◆ What the task requires: Give back the part of the listing that opens with the line containing "Pick out the rolling" and closes with the line containing "pixel 119 105", both of those lines included. Copy every line in that part without any change.
--- START OF Input records ---
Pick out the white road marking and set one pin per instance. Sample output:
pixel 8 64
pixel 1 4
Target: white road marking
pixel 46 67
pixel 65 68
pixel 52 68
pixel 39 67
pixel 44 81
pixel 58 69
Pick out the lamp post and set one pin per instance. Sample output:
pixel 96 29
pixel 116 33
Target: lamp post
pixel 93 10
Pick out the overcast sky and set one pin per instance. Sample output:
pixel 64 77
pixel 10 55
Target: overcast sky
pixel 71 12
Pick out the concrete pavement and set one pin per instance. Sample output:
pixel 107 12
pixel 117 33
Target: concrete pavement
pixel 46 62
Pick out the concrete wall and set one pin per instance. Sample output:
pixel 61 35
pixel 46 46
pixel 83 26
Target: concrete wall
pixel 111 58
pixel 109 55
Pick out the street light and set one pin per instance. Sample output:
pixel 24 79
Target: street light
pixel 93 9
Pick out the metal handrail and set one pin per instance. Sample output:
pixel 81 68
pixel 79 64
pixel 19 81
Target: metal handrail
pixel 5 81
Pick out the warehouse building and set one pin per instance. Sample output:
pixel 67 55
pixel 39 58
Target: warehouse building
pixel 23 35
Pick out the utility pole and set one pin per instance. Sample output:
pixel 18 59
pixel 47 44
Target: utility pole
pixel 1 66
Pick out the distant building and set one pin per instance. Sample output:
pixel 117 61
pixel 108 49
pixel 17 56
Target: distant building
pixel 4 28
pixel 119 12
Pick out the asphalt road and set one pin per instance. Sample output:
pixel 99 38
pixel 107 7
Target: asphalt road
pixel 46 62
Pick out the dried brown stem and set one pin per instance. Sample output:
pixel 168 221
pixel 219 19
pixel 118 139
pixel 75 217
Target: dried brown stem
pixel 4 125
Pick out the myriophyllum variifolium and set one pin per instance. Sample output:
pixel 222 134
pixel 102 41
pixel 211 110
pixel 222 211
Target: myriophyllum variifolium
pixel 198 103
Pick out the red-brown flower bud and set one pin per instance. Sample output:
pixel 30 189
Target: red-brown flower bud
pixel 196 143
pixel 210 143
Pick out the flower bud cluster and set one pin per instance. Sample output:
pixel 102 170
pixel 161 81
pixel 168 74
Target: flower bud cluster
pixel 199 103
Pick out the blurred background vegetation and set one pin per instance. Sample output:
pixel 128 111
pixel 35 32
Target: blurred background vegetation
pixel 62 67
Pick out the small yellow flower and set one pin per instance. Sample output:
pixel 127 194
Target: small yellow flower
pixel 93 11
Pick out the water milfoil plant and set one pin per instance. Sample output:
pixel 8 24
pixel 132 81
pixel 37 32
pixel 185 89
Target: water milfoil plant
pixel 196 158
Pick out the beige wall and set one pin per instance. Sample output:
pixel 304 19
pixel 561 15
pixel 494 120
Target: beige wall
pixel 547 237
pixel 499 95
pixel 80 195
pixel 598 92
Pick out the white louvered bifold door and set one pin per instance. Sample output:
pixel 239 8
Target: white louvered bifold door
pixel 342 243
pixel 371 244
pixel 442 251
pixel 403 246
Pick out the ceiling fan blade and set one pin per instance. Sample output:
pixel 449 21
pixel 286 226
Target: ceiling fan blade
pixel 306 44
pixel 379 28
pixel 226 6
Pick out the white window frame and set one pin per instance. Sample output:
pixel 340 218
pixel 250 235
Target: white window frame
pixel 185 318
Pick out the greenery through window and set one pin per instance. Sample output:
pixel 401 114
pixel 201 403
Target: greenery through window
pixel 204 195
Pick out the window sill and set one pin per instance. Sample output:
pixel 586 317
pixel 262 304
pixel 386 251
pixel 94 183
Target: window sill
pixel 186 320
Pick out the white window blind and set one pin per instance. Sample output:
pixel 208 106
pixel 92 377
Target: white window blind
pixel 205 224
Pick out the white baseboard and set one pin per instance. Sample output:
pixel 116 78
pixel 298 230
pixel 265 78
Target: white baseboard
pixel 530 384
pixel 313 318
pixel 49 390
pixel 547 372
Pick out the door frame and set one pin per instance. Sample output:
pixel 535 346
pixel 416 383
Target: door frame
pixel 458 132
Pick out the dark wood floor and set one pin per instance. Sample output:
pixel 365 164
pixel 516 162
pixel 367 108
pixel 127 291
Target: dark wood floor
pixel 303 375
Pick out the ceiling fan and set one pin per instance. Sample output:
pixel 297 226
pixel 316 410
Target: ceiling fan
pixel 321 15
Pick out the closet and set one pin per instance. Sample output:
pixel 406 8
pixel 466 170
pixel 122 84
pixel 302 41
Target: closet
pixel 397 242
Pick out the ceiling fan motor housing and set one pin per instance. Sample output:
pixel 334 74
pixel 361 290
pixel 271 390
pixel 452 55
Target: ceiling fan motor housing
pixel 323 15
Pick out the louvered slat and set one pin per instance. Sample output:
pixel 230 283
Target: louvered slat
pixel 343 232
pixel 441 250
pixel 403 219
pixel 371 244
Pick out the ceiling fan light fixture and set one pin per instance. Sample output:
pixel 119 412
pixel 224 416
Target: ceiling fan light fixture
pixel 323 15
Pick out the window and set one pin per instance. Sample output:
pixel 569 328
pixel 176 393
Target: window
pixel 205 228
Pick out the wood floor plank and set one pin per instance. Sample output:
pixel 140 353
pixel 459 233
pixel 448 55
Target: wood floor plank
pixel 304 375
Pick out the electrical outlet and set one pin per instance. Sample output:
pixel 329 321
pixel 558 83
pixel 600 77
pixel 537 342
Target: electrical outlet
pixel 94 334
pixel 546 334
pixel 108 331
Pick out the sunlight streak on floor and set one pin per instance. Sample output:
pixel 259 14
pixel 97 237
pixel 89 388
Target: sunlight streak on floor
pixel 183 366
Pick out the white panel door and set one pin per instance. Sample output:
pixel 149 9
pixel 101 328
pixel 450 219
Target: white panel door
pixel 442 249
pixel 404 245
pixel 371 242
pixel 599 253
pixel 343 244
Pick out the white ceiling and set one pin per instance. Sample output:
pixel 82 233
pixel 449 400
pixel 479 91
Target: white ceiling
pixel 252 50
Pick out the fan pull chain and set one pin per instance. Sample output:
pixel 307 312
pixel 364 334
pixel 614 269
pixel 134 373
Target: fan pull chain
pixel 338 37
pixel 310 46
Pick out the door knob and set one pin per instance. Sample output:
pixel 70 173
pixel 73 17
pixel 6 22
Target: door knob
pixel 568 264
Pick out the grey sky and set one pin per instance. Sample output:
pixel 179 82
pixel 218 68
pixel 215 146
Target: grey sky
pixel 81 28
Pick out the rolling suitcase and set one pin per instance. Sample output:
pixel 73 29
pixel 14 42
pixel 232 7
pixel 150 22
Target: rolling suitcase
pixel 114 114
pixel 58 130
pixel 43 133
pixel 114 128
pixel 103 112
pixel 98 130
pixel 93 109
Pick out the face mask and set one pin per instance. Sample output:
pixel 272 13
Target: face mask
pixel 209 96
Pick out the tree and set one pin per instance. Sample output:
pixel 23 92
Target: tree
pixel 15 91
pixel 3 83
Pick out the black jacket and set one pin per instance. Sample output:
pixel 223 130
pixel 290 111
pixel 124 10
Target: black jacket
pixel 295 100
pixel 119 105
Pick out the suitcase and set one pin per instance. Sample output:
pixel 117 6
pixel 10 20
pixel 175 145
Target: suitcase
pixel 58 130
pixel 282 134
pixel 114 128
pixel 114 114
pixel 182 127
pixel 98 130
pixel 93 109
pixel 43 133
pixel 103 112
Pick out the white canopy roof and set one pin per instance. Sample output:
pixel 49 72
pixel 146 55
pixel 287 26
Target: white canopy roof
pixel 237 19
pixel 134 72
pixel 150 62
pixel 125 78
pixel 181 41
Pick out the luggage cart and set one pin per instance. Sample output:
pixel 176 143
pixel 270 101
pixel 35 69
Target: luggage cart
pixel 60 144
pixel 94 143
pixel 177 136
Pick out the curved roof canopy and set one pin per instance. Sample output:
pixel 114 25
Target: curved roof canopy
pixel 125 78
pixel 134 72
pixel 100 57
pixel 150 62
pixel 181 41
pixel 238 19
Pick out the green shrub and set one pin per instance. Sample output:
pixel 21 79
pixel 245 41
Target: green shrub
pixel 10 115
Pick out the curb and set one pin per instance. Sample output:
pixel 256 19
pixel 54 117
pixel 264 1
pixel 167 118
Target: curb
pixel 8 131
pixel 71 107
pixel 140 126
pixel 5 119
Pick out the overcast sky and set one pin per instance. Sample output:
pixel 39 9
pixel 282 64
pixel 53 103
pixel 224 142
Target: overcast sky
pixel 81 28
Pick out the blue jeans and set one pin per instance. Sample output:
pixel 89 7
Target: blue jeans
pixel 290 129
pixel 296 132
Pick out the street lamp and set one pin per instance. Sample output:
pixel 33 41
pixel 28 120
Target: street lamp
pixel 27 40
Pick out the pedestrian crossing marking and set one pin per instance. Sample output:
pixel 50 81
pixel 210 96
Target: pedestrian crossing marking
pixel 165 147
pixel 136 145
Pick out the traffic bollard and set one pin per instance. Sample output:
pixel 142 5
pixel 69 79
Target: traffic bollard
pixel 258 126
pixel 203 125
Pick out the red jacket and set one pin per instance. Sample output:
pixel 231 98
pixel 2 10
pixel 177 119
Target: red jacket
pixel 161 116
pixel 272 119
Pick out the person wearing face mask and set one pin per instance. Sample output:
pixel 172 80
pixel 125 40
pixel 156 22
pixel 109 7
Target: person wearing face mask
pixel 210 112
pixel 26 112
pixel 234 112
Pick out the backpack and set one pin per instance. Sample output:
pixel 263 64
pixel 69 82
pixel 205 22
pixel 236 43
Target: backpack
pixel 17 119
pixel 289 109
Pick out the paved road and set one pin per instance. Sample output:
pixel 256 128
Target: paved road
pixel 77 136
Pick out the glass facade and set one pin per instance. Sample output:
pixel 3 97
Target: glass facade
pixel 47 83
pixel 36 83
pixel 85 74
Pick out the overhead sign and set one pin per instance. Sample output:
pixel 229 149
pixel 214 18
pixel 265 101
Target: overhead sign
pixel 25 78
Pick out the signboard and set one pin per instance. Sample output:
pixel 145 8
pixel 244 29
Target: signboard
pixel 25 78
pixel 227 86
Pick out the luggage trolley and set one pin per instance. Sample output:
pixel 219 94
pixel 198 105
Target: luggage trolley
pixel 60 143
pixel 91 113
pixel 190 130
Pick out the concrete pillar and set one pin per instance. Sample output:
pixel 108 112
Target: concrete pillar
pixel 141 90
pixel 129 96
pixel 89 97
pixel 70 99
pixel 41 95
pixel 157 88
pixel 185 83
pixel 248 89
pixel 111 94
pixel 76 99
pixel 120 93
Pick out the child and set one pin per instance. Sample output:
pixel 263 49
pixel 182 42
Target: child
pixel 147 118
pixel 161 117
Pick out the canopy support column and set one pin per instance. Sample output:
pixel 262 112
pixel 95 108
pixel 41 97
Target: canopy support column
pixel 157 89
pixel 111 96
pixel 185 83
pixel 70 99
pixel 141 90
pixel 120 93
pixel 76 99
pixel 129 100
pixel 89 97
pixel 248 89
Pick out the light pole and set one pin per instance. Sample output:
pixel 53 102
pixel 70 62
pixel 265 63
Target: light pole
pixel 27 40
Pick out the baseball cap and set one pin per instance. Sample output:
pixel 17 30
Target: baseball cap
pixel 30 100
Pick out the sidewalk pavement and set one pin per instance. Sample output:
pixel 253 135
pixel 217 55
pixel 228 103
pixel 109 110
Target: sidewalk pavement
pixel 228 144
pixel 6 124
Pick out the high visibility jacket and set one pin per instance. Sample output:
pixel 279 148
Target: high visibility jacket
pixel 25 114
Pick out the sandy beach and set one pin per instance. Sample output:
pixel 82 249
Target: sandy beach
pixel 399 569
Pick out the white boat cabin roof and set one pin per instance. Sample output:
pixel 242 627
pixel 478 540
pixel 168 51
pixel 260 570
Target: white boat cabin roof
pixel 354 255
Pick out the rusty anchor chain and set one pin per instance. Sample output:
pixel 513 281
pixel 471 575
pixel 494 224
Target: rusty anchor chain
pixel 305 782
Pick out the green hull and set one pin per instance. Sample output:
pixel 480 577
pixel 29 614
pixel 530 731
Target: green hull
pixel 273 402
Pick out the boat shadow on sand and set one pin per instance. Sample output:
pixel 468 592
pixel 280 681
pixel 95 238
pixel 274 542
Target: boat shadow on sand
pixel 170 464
--- END OF Input records ---
◆ Right answer:
Pick out the rolling suitcase and set one pin per instance. Sample output:
pixel 73 29
pixel 14 42
pixel 232 7
pixel 150 22
Target: rolling suitcase
pixel 114 114
pixel 58 130
pixel 43 133
pixel 114 128
pixel 103 112
pixel 98 130
pixel 93 109
Pick out the face mask and set one pin per instance. Sample output:
pixel 272 13
Target: face mask
pixel 209 96
Pick out the tree and set one pin per instance. Sample output:
pixel 23 92
Target: tree
pixel 15 91
pixel 3 83
Pick out the black jacket and set one pin per instance. Sample output:
pixel 223 130
pixel 290 111
pixel 124 10
Target: black jacket
pixel 295 100
pixel 119 105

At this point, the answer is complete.